─── Input data ───
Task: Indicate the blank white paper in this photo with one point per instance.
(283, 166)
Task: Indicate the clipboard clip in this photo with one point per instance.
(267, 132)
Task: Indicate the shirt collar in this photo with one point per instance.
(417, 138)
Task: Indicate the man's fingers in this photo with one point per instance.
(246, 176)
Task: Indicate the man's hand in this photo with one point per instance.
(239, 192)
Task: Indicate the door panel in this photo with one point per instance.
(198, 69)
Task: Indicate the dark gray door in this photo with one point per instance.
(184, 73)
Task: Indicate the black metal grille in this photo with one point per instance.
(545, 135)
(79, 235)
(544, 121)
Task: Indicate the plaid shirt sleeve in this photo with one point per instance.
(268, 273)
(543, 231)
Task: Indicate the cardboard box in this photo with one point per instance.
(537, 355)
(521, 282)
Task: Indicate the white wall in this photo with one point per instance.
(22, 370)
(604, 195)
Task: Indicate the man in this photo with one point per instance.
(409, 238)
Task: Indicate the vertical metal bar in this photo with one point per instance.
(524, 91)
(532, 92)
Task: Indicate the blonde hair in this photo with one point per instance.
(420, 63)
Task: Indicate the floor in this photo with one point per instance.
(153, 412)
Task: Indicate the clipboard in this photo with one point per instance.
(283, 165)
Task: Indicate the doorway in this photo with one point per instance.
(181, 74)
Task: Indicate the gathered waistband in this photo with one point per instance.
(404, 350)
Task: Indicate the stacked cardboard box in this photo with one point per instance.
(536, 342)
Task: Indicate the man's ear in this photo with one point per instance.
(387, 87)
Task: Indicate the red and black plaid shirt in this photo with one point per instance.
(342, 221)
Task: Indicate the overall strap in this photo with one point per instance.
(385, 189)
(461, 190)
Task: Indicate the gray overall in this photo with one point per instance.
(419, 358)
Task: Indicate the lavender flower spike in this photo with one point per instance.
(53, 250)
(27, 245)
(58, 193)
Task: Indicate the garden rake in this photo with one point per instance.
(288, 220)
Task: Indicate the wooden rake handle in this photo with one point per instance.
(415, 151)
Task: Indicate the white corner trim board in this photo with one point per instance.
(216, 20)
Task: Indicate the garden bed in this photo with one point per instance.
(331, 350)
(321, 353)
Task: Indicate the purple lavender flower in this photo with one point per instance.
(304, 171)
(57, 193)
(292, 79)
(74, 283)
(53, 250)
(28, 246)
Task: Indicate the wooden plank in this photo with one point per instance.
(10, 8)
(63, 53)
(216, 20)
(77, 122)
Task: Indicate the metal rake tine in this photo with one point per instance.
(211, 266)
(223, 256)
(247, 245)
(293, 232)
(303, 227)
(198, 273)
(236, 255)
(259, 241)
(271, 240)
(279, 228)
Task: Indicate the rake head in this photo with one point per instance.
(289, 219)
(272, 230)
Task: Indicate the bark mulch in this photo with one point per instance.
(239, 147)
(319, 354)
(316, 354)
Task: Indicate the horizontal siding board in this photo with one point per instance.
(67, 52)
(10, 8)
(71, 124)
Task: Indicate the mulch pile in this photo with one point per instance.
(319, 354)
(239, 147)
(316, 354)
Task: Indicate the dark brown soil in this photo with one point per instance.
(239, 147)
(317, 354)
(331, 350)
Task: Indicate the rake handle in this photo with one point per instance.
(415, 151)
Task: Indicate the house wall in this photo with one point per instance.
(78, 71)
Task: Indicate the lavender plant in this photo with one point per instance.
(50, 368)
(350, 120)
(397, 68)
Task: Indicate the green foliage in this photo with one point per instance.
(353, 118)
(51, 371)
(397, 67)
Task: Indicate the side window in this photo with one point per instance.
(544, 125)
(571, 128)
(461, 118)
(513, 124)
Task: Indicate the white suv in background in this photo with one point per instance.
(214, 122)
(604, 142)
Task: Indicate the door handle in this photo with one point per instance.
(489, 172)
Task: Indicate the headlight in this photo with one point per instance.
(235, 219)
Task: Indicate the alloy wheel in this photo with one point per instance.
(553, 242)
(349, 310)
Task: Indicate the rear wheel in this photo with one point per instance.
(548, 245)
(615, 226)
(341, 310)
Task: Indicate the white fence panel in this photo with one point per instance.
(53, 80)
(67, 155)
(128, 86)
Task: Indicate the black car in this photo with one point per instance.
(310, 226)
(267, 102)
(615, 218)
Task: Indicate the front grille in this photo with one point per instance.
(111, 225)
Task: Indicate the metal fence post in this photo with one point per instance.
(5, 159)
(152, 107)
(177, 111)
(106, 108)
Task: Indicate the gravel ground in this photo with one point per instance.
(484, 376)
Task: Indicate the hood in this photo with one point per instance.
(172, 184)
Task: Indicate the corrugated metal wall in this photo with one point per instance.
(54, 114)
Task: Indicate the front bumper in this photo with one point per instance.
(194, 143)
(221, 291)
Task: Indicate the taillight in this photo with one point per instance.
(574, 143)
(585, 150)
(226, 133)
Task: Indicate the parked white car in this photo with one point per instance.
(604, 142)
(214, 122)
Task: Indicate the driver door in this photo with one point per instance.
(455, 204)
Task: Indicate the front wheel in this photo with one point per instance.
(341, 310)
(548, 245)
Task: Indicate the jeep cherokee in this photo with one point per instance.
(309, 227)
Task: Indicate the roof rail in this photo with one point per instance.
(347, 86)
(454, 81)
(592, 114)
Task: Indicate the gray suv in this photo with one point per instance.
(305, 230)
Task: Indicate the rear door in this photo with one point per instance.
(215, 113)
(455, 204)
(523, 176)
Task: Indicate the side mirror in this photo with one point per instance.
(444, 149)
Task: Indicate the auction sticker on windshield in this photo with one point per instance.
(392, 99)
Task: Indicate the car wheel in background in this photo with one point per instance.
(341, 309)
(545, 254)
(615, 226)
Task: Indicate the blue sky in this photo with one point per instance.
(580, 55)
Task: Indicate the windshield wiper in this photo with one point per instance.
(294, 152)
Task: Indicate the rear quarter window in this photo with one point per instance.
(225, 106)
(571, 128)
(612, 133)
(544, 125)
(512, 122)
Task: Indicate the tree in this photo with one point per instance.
───
▶ [What you have to do] Set down every record above, word for word.

▶ [Exercise response]
Task: Indicate the blank white paper in this photo with one point per instance.
(283, 166)
Task: Indicate the clipboard clip in this photo with one point per instance.
(267, 132)
Task: Indicate the shirt collar in this photo with one point per instance.
(417, 138)
Task: Indicate the man's fingers in this photo with one point per instance.
(246, 176)
Task: Indicate the man's hand in this photo with one point per instance.
(239, 192)
Task: Indicate the door panel in this photo with one point per instance.
(198, 69)
Task: Indicate the dark gray door in this photo with one point per instance.
(184, 73)
Task: Indicate the black metal grille in this photo with one point per instance.
(545, 135)
(79, 235)
(544, 121)
Task: Indicate the plaid shirt sleeve in this photo with one point per instance.
(268, 273)
(543, 231)
Task: Indicate the cardboard box in this photo with one point per instance.
(537, 355)
(521, 282)
Task: Indicate the white wall in this photo with one point per instance.
(22, 370)
(604, 195)
Task: Indicate the man in this photo with one point per instance.
(409, 238)
Task: Indicate the vertical metal bar in this photo with one point per instance.
(524, 91)
(532, 92)
Task: Indicate the blonde hair in this photo with one point per instance.
(420, 63)
Task: Indicate the floor in this photo with one point per instance.
(153, 412)
Task: Indicate the clipboard in this photo with one point per instance.
(283, 165)
Task: Indicate the doorway in this photo with one point per instance.
(181, 74)
Task: Indicate the gathered waistband in this photo with one point per instance.
(404, 350)
Task: Indicate the stacked cardboard box in this photo with one point per instance.
(536, 342)
Task: Indicate the man's ear in this photo with one point per instance.
(387, 87)
Task: Indicate the red and black plaid shirt in this photo with one point per instance.
(342, 221)
Task: Indicate the overall strap in this photo with one point per instance.
(385, 189)
(461, 190)
Task: Indicate the gray overall in this photo with one point per instance.
(419, 358)
Task: Indicate the lavender flower spike in this photo with one point per instance.
(53, 250)
(27, 245)
(58, 193)
Task: Indicate the garden rake in this photo with one point per instance.
(288, 220)
Task: Indicate the wooden rake handle in this photo with one point per instance.
(415, 151)
Task: Indicate the white corner trim board in this photo with one point per instance.
(216, 20)
Task: Indicate the garden bed in this photo with one point per instance.
(331, 350)
(321, 353)
Task: Indicate the purple lavender flower in this photo with one point per instance.
(304, 171)
(57, 193)
(292, 79)
(74, 283)
(53, 250)
(28, 246)
Task: Indicate the wooden plank in this photo with one point per instance.
(10, 8)
(63, 53)
(216, 20)
(77, 122)
Task: Indicate the metal rake tine in this photo with one point per instance.
(211, 266)
(223, 256)
(247, 245)
(293, 232)
(303, 227)
(198, 273)
(236, 255)
(259, 241)
(271, 240)
(279, 228)
Task: Indicate the rake head in this photo with one point per instance.
(289, 219)
(272, 230)
Task: Indicate the bark mulch in this photo with one point per instance.
(239, 147)
(319, 354)
(316, 354)
Task: Indicate the horizontal siding board in this photo with one point per instance.
(67, 52)
(10, 8)
(71, 124)
Task: Indicate the mulch pile in this photo with one point per instance.
(319, 354)
(239, 147)
(316, 354)
Task: Indicate the dark brown soil in this photo with one point per instance.
(239, 147)
(317, 354)
(331, 350)
Task: Indicate the rake handle in this photo with one point per instance.
(415, 151)
Task: Indicate the house wall in this photo with one point per instance.
(78, 71)
Task: Indicate the lavender plant in this photo with one point per instance.
(50, 368)
(350, 120)
(397, 68)
Task: Indicate the green foliage in this photo with one point per instance.
(353, 118)
(51, 371)
(397, 67)
Task: Indicate the side window in this photo with one point per instance.
(544, 125)
(571, 128)
(461, 118)
(513, 124)
Task: Indicate the white suv in background in this photo with one point per instance.
(214, 122)
(604, 142)
Task: Indicate the door handle in this photo with one point per instance.
(489, 172)
Task: Indicate the headlight in this photo with one point per instance.
(235, 219)
Task: Indicate the alloy wheel in this photo with one point per instance.
(553, 242)
(349, 310)
Task: Indicate the rear wheel in this photo with one point per instance.
(548, 245)
(615, 226)
(341, 310)
Task: Indicate the white fence panel in this photo with one point per instance.
(53, 80)
(67, 155)
(128, 86)
Task: Indicate the black car in this photo with one point per instance.
(310, 226)
(267, 102)
(615, 218)
Task: Indicate the front grille in this photo with one point per instance.
(111, 225)
Task: Indicate the metal fence post in this photo with one point per instance.
(5, 159)
(152, 107)
(177, 111)
(106, 108)
Task: Indicate the gravel ground in this photo with one point per instance.
(484, 376)
Task: Indicate the hood in this photo with one point per instance.
(172, 184)
Task: Indicate the corrugated metal wall in this photo with one point per instance.
(54, 114)
Task: Indicate the front bumper in this photo with one point per instance.
(194, 143)
(221, 291)
Task: Indicate the taillight in this photo with one point per instance.
(574, 143)
(585, 150)
(226, 133)
Task: Indicate the parked white car in this photo with one point per instance.
(604, 142)
(214, 122)
Task: Indicate the driver door in this photo with one point per instance.
(455, 204)
Task: Indicate the front wheel in this photo with one point per instance.
(341, 310)
(548, 245)
Task: Indicate the jeep cherokee in this photo with one point per instance.
(309, 227)
Task: Indicate the roof rail in this photo with one point per instance.
(347, 86)
(454, 81)
(592, 114)
Task: Indicate the gray suv in this photo with one point per instance.
(305, 230)
Task: Indicate the rear door in this photo with one point per instance.
(215, 113)
(455, 204)
(523, 176)
Task: Indicate the side mirror in this photo with one point per instance.
(444, 149)
Task: Indicate the auction sticker on windshield in this photo with one point per instance.
(392, 99)
Task: Indicate the car wheel in background in this photo with one point per instance.
(341, 309)
(545, 254)
(615, 226)
Task: Indicate the blue sky in this photo with one point per instance.
(580, 55)
Task: Indicate the windshield wiper in this photo with one point per instance.
(294, 152)
Task: Indicate the rear quarter window in this photo with one point per instance.
(225, 106)
(571, 128)
(612, 133)
(544, 125)
(512, 122)
Task: Indicate the tree in this photo with one point per instance.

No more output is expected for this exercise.